What is required >> Reproduce the items below word for word, omitting the pictures from your answer.

Listed records >>
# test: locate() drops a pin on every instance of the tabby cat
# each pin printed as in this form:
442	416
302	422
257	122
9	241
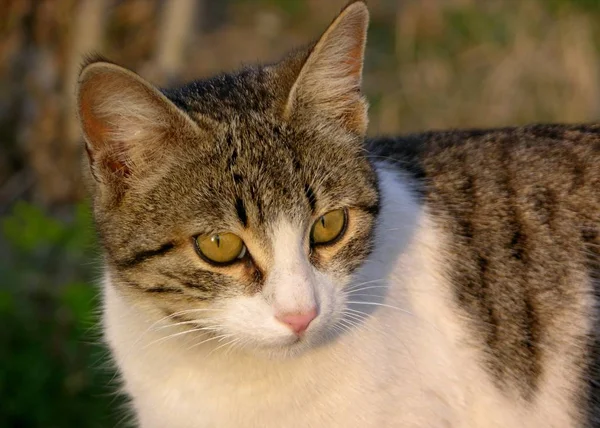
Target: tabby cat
266	265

Problem solution >>
# test: locate() drops a pin on every instance of the tabby cat
# each pin printed as in this form:
442	416
302	422
257	122
9	241
Target: tabby cat
266	265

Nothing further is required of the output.